What is being asked:
Rewrite only the lines between the one holding "Where can you spot the dry" and the one holding "[[321, 238]]", inclusive, replacing "bicycle" with "bike" and leaving everything else unchanged.

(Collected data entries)
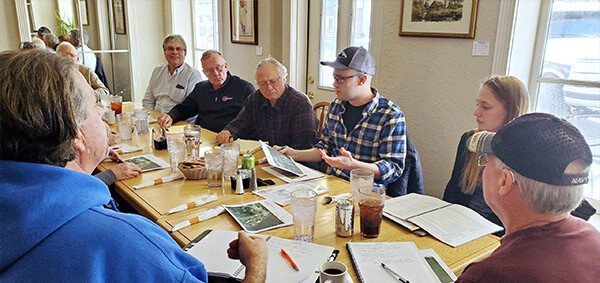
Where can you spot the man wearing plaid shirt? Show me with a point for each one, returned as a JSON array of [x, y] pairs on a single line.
[[363, 129]]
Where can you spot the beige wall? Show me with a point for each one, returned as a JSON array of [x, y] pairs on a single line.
[[9, 28], [242, 58], [435, 82]]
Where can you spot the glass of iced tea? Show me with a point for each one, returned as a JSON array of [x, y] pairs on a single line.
[[371, 204]]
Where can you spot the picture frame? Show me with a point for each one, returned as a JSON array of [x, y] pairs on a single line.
[[244, 21], [454, 18], [83, 12], [119, 17]]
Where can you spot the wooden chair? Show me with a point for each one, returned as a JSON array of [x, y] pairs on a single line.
[[321, 110]]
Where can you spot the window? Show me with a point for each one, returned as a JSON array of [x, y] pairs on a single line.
[[565, 74], [206, 32], [332, 13]]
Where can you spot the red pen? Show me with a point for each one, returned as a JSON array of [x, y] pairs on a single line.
[[289, 259]]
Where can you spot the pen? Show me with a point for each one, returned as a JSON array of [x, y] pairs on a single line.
[[289, 259], [333, 255], [193, 204], [395, 274]]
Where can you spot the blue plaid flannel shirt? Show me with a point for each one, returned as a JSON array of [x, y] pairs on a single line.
[[379, 137]]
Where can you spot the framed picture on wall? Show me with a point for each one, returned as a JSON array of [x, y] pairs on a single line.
[[119, 16], [244, 21], [83, 12], [451, 18]]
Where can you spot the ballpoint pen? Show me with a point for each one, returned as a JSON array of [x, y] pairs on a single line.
[[395, 274], [289, 259], [193, 204]]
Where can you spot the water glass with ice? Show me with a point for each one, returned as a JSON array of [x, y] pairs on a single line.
[[360, 178], [304, 207], [141, 120], [231, 153], [192, 134], [125, 127], [214, 165], [176, 148]]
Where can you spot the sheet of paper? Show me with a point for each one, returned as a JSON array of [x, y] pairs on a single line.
[[258, 216], [455, 224], [280, 194], [148, 162], [402, 257], [412, 204], [287, 177]]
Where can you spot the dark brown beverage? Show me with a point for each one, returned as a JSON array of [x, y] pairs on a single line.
[[370, 217], [333, 271]]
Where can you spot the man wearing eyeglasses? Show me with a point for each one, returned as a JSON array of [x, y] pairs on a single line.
[[276, 112], [363, 129], [535, 169], [172, 82], [216, 101]]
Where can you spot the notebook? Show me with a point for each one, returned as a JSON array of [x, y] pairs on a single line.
[[452, 224], [402, 257], [211, 249]]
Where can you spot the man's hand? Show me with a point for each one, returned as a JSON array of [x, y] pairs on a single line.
[[126, 171], [165, 121], [343, 161], [224, 137], [252, 252], [286, 150]]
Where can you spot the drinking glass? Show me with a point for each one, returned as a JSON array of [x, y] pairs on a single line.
[[125, 127], [372, 199], [141, 120], [360, 178], [231, 152], [304, 207], [176, 148], [192, 134], [214, 164]]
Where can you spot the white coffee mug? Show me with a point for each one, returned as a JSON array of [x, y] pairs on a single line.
[[334, 272]]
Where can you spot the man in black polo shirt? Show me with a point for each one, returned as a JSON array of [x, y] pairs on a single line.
[[216, 101]]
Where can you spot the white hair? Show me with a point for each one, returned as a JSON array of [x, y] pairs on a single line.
[[544, 198]]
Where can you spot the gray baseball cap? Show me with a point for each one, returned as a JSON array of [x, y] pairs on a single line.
[[354, 57]]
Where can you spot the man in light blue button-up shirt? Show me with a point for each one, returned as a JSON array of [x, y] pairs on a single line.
[[171, 82]]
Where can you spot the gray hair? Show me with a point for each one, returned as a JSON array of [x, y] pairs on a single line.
[[50, 39], [281, 70], [544, 198], [75, 35], [209, 53], [174, 37]]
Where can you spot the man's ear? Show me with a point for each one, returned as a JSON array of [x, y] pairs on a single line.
[[78, 143], [506, 182]]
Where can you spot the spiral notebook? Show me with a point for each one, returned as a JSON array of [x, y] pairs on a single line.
[[211, 249]]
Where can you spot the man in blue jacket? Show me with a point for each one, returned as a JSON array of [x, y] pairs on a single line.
[[55, 228]]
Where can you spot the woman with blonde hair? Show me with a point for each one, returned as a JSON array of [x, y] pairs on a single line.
[[500, 100]]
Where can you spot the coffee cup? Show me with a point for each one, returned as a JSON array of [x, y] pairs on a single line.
[[334, 272]]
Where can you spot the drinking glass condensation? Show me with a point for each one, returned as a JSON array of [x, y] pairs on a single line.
[[116, 104], [214, 165], [371, 204], [231, 152], [176, 148], [141, 120], [125, 127], [192, 134], [304, 207], [360, 178]]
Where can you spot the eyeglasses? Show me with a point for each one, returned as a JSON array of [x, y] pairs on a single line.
[[482, 160], [269, 82], [178, 49], [341, 80], [218, 68]]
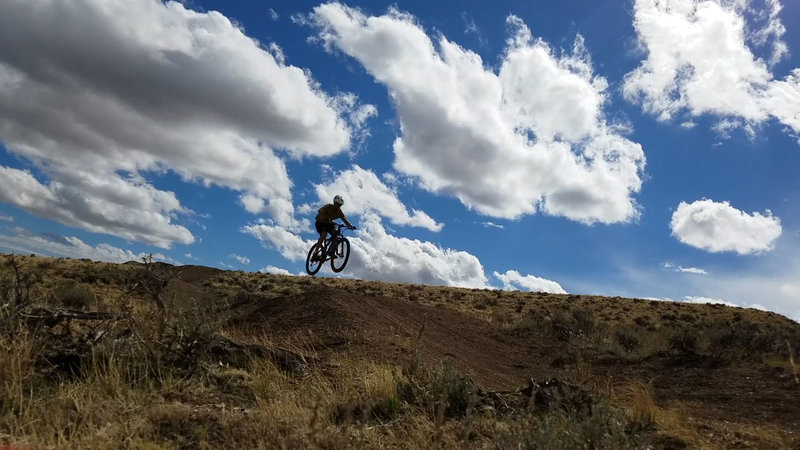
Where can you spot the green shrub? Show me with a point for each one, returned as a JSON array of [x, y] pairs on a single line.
[[73, 295]]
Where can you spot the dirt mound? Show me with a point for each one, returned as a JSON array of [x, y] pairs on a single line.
[[392, 329]]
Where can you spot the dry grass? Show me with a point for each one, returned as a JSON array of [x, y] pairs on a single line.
[[154, 384]]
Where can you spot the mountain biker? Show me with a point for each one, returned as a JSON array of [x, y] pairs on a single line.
[[325, 217]]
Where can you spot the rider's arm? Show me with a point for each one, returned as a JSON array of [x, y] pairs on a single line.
[[346, 222]]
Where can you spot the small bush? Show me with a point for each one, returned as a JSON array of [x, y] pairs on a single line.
[[73, 295], [626, 339]]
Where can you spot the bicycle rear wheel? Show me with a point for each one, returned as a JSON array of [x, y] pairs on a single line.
[[342, 255], [314, 264]]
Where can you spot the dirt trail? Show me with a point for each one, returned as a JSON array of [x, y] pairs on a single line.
[[387, 329]]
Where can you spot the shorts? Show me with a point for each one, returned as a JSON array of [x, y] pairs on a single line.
[[323, 227]]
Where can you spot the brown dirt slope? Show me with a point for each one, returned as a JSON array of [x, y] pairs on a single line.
[[329, 320]]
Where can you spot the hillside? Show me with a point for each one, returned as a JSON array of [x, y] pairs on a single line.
[[148, 355]]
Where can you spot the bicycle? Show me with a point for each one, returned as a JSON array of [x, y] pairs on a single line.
[[341, 252]]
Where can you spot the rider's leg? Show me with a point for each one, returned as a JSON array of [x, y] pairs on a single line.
[[321, 238]]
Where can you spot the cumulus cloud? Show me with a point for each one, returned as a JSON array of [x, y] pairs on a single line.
[[378, 255], [719, 227], [700, 60], [274, 270], [681, 269], [23, 241], [715, 301], [365, 193], [103, 204], [242, 259], [513, 280], [94, 89], [531, 136]]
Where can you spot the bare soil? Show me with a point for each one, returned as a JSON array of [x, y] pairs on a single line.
[[329, 321]]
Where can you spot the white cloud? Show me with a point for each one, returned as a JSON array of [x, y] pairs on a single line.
[[288, 244], [242, 259], [719, 227], [700, 60], [93, 89], [529, 137], [513, 280], [49, 244], [694, 270], [102, 204], [364, 193], [489, 224], [274, 270], [693, 299], [377, 255]]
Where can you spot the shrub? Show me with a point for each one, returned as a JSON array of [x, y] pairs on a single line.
[[627, 340], [73, 295]]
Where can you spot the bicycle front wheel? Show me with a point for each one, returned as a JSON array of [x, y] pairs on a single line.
[[314, 260], [342, 255]]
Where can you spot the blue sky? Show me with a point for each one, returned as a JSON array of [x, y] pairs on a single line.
[[635, 148]]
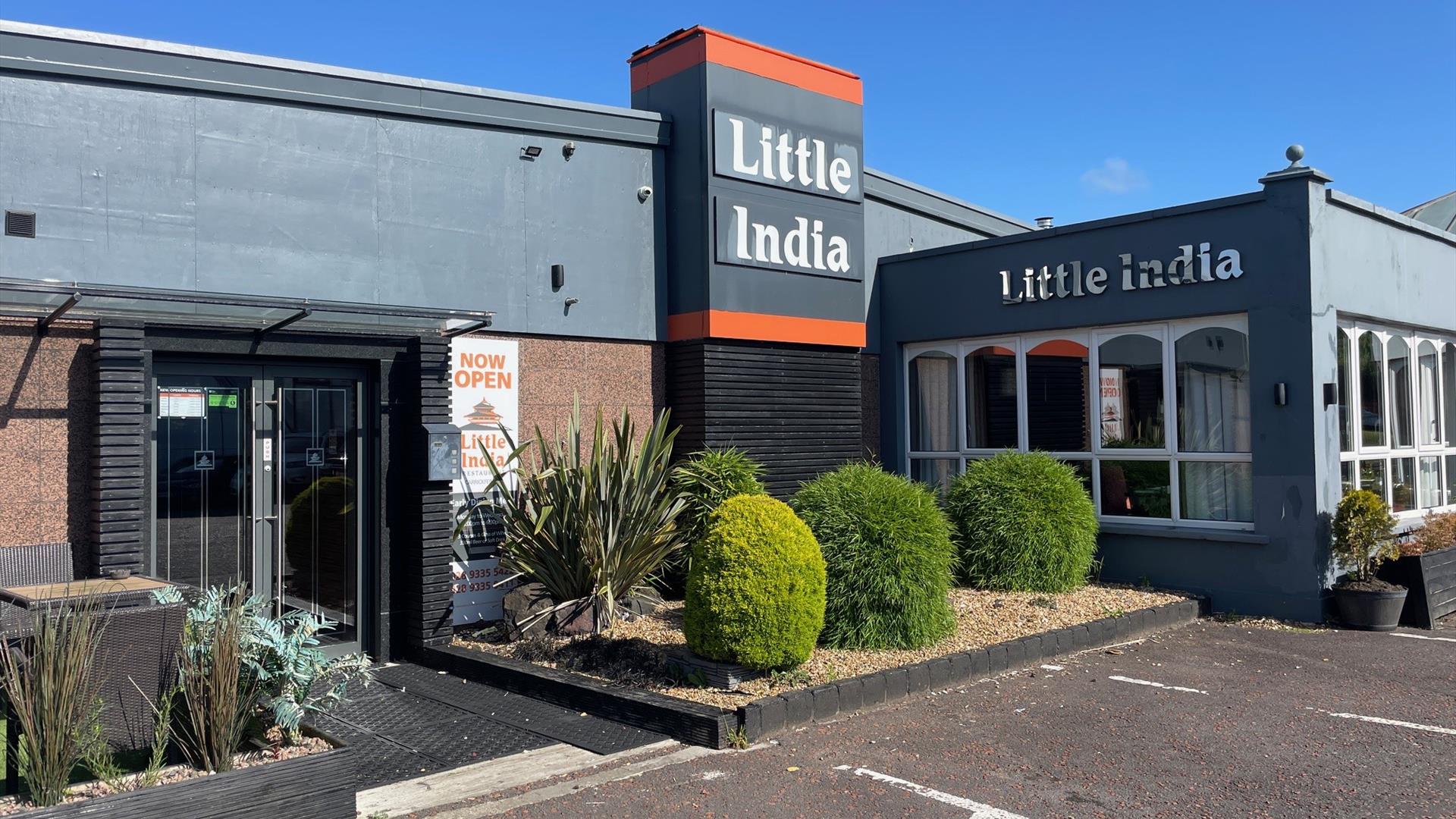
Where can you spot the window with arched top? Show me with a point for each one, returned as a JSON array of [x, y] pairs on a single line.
[[1404, 384], [990, 398]]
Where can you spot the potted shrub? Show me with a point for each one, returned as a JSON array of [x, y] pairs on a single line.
[[1362, 542], [1427, 567]]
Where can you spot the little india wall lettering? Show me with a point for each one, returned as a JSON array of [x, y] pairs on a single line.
[[1068, 279]]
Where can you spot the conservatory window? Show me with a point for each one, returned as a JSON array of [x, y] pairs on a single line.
[[1372, 390], [1130, 373], [990, 398], [1153, 419], [1057, 397], [1400, 362], [1407, 447], [1343, 381]]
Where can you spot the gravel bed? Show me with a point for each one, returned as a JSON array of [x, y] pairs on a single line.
[[634, 653], [175, 774]]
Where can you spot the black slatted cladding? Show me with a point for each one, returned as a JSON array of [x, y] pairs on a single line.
[[792, 407]]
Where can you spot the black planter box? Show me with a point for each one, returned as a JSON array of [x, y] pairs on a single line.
[[319, 786], [1432, 580]]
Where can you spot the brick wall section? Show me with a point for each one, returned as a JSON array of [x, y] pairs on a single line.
[[47, 411], [604, 373]]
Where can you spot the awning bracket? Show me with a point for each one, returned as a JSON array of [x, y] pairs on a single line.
[[42, 325], [284, 322], [466, 328]]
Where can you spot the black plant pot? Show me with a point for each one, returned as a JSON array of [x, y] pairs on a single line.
[[1370, 611]]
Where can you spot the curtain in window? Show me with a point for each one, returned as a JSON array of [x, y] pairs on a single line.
[[932, 403]]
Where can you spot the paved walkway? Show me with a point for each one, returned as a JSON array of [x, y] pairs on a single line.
[[1204, 720], [417, 722]]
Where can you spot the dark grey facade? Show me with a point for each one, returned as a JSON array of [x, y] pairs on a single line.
[[1310, 260]]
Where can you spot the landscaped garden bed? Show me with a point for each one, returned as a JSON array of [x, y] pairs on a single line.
[[226, 736], [861, 589], [641, 653]]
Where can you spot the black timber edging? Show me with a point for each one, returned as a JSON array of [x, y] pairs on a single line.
[[770, 716], [319, 786], [679, 719]]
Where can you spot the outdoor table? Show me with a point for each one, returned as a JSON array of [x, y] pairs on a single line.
[[126, 592]]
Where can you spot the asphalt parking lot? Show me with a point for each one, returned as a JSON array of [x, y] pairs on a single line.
[[1206, 720]]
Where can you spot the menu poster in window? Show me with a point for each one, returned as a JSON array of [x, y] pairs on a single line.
[[1110, 403], [181, 403]]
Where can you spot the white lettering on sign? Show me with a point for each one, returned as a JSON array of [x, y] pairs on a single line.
[[1068, 280], [783, 159], [802, 245]]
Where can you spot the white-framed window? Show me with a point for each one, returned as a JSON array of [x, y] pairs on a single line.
[[1397, 395], [1153, 417]]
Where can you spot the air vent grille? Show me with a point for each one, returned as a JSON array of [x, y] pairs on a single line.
[[19, 223]]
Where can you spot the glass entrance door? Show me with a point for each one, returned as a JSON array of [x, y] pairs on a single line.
[[259, 477], [316, 497]]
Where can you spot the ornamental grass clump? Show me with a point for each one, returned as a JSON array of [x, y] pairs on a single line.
[[50, 679], [590, 525], [1363, 539], [705, 480], [889, 556], [1438, 532], [756, 588], [1024, 523]]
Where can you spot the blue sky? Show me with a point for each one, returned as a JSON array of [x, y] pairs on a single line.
[[1071, 110]]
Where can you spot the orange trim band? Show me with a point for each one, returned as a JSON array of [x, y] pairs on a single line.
[[701, 44], [764, 327]]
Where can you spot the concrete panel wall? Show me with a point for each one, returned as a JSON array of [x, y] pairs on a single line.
[[158, 188]]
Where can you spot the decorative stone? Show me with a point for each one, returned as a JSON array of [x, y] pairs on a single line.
[[727, 676]]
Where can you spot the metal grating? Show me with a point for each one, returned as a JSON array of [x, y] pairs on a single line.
[[564, 725], [19, 223]]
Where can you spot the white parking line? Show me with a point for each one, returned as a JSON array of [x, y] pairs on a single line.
[[1120, 678], [976, 808], [1423, 637], [1397, 723]]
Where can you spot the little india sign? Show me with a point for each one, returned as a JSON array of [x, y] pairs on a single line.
[[1069, 281]]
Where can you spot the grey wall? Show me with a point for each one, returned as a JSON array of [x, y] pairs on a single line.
[[902, 218], [166, 188], [956, 293]]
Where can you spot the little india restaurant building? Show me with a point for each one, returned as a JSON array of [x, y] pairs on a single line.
[[258, 316], [1219, 375], [259, 312]]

Task solution:
Where can you spot the dry grass? Show me with a point for each one, returned as a JSON array of [x, y] pairs on a single line.
[[154, 384]]
Where can you spot the mountain biker? Show me with a point for each one, returned as a JSON array of [x, y] pairs on a single line.
[[325, 217]]
Where can you spot the rider's arm? Show me with a point for each one, returned as a JSON array of [x, y] pairs on a single line.
[[346, 222]]
Where can you spot the small bush? Show me with a point for each one, returned as a JSON array of [x, y] pairs on a single line.
[[73, 295], [626, 339]]
Where can you spot the bike rear wheel? Show me with a point for each one, returned as a JSON array of [x, y] pairs on a single line.
[[342, 255], [314, 264]]
Where can you spot the dirt trail? Show me with a point for each one, returned as a JSON array of [x, y] pairs on a single line.
[[387, 329]]
Where can you spot the shorts? Show me with a point for each one, returned as a JSON array of [x, y] pairs on a single line.
[[323, 227]]
Where can you spot the brown dirt slope? Show me with a point for each one, returned as a JSON array of [x, y] pairs on a single line.
[[329, 320]]
Where can you spot the hillside? Show me with a point for each one, returned as a JSON array of [x, y] pairs on a single line.
[[148, 355]]
Where can you spot the bike? Show me with a point for each one, returned as a JSON array of [x, y] pairs on a single line.
[[341, 252]]
Where can you spot the rider's leg? Show me with a point for each one, returned as a JSON array of [x, y] pairs on a single line.
[[321, 238]]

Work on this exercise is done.